__O que fazer__
1 > Copia do texto sobre as candidaturas à Unesco o trecho entre "Objetivo Unesco para" e "e ao chocalho.", incluindo ambos.
2 > No texto sobre as candidaturas à Unesco, em que ano surgiu a candidatura avieira a património nacional?

Objetivo Unesco para as tradições da região
Portugal é um dos países com um maior número de bens inscritos como património material da Unesco, e parece querer seguir o mesmo caminho na categoria de bens consagrados como Património Cultural e Imaterial da Humanidade. Um pouco pelo país abundam diferentes candidaturas e a região não foge à regra. “Cantar e Pintar dos Reis”; “Fandango”; “Falcoaria” e “Cultura Avieira” desejam juntar-se como bens da Unesco ao cante alentejano, à dieta mediterrânica, ao fado e ao chocalho.
Sílvia Agostinho
29-09-2016 às 12:54
Candidatura da Cultura Avieira tenta colar cacos depois dos reveses
A candidatura avieira a património nacional surgiu em 2005, e de lá para cá sofreu diversas reviravoltas. Pelo meio, surgiu também a ideia de ser candidatada a património da Unesco mas pouco se tem sabido deste processo. Enquadrada no Instituto Politécnico de Santarém, viu sair nos últimos tempos um dos principais rostos do projeto que liderou durante vários anos as duas candidaturas, João Serrano, que entretanto decidiu abraçar a mesma causa mas no âmbito da Confraria do Tejo. O estudioso que também teceu duras críticas à Entidade Regional de Turismo do Alentejo e Ribatejo, tendo em conta que “a dada altura quis à viva força ficar com a candidatura e açambarcar o protagonismo”. João Serrano comparou mesmo, em declarações ao nosso jornal, em agosto de 2015, a atitude da ERT “a um elefante numa loja de vidros”. Ouvido pela nossa reportagem para este trabalho, o presidente da ERT, Ceia da Silva, tenta desmistificar essa ideia: “Nunca tentámos açambarcar a candidatura, mas apenas disponibilizar a nossa ajuda, até porque em termos de apresentação à Unesco, tudo ainda estava e continua a estar no seu início”.

__Dados guardados__
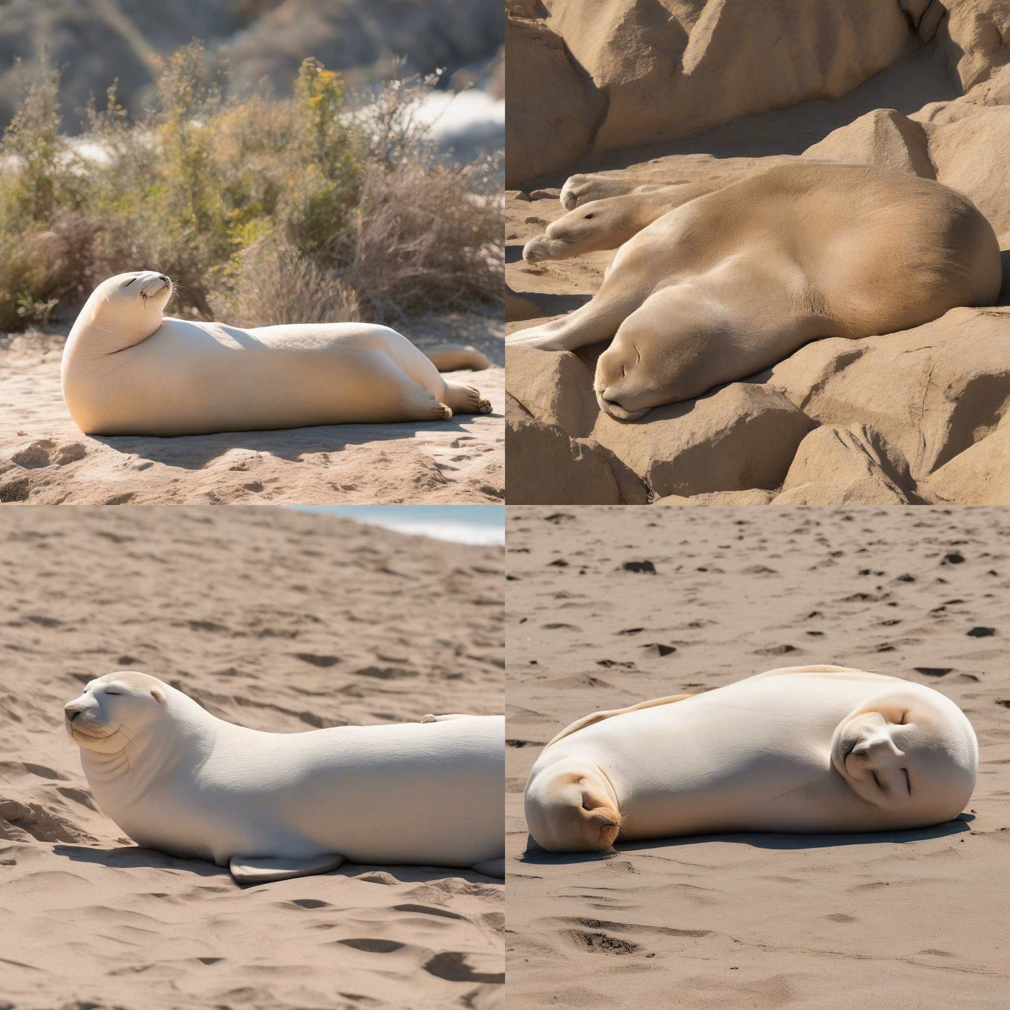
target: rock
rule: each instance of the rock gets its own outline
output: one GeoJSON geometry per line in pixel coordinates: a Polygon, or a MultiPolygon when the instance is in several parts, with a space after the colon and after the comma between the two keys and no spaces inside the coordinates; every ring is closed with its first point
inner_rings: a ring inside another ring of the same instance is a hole
{"type": "Polygon", "coordinates": [[[935,102],[913,115],[922,123],[937,181],[966,196],[989,219],[1000,244],[1010,241],[1010,106],[967,99],[935,102]]]}
{"type": "Polygon", "coordinates": [[[529,298],[517,295],[511,288],[505,288],[505,321],[515,322],[518,319],[535,319],[542,309],[529,298]]]}
{"type": "Polygon", "coordinates": [[[825,424],[800,442],[775,503],[907,505],[912,483],[907,461],[879,431],[825,424]]]}
{"type": "Polygon", "coordinates": [[[505,451],[521,460],[508,473],[510,505],[617,505],[617,482],[591,442],[570,438],[557,424],[512,412],[505,422],[505,451]]]}
{"type": "Polygon", "coordinates": [[[709,494],[694,495],[691,498],[683,495],[667,495],[658,498],[653,505],[768,505],[775,498],[774,491],[764,491],[751,488],[748,491],[713,491],[709,494]]]}
{"type": "MultiPolygon", "coordinates": [[[[1010,68],[1001,76],[1010,102],[1010,68]]],[[[807,147],[803,158],[858,162],[914,172],[970,197],[1001,244],[1010,242],[1010,178],[1002,169],[1010,148],[1010,105],[974,97],[931,102],[904,116],[875,109],[807,147]]]]}
{"type": "Polygon", "coordinates": [[[879,165],[923,179],[936,178],[921,123],[896,109],[874,109],[860,116],[807,147],[803,157],[821,162],[879,165]]]}
{"type": "Polygon", "coordinates": [[[542,21],[505,24],[506,186],[560,172],[589,148],[606,99],[542,21]]]}
{"type": "Polygon", "coordinates": [[[746,0],[610,0],[591,17],[585,0],[521,9],[506,30],[513,184],[569,168],[590,146],[595,156],[674,140],[837,98],[895,63],[913,38],[909,16],[879,0],[767,0],[760,15],[746,0]],[[534,59],[536,41],[543,52],[534,59]],[[588,76],[586,87],[576,87],[563,57],[588,76]]]}
{"type": "Polygon", "coordinates": [[[876,429],[920,484],[1010,406],[1010,308],[951,309],[900,333],[818,340],[775,366],[768,385],[820,424],[876,429]]]}
{"type": "Polygon", "coordinates": [[[935,503],[1010,503],[1010,424],[1003,421],[991,434],[939,467],[923,482],[921,490],[935,503]]]}
{"type": "Polygon", "coordinates": [[[923,13],[919,34],[928,34],[935,21],[937,47],[966,93],[987,82],[994,67],[1010,63],[1010,6],[1005,0],[936,0],[931,7],[936,9],[923,13]]]}
{"type": "Polygon", "coordinates": [[[592,437],[661,498],[777,488],[814,426],[768,386],[732,383],[626,423],[600,413],[592,437]]]}
{"type": "Polygon", "coordinates": [[[505,371],[509,393],[537,420],[557,424],[573,437],[593,430],[600,413],[593,374],[571,350],[507,346],[505,371]]]}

__Respostas às tarefas__
1 >
Objetivo Unesco para as tradições da região
Portugal é um dos países com um maior número de bens inscritos como património material da Unesco, e parece querer seguir o mesmo caminho na categoria de bens consagrados como Património Cultural e Imaterial da Humanidade. Um pouco pelo país abundam diferentes candidaturas e a região não foge à regra. “Cantar e Pintar dos Reis”; “Fandango”; “Falcoaria” e “Cultura Avieira” desejam juntar-se como bens da Unesco ao cante alentejano, à dieta mediterrânica, ao fado e ao chocalho.

2 > Em 2005.